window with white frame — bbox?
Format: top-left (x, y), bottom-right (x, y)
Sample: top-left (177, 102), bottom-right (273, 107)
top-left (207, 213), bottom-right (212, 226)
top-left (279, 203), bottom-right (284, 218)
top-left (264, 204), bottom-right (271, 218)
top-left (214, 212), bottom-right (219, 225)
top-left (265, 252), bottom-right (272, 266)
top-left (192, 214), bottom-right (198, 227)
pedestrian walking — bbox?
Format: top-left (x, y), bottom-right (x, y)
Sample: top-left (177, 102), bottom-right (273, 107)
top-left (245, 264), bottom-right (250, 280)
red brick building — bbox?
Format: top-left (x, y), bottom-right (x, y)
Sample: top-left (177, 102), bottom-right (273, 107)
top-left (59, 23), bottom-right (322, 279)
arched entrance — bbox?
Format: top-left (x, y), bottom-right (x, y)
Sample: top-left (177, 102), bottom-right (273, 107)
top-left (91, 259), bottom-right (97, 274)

• **Polecenie**
Proszę powtórzyć wszystkie powyższe wiersze, znak po znaku, bez żadnych zmian.

• **Prawidłowa odpowiedź**
window with white frame — bbox?
Format: top-left (x, y), bottom-right (x, y)
Sample: top-left (177, 102), bottom-right (273, 107)
top-left (207, 213), bottom-right (212, 226)
top-left (279, 203), bottom-right (284, 218)
top-left (264, 204), bottom-right (271, 218)
top-left (214, 212), bottom-right (219, 225)
top-left (265, 252), bottom-right (272, 266)
top-left (192, 214), bottom-right (198, 227)
pedestrian walking — bbox?
Format: top-left (x, y), bottom-right (x, y)
Sample: top-left (177, 102), bottom-right (273, 107)
top-left (245, 264), bottom-right (250, 280)
red brick building — bbox?
Format: top-left (x, y), bottom-right (x, y)
Sample: top-left (177, 102), bottom-right (273, 107)
top-left (59, 23), bottom-right (322, 279)
arched entrance — bbox?
Format: top-left (x, y), bottom-right (x, y)
Sample: top-left (177, 102), bottom-right (273, 107)
top-left (91, 259), bottom-right (97, 274)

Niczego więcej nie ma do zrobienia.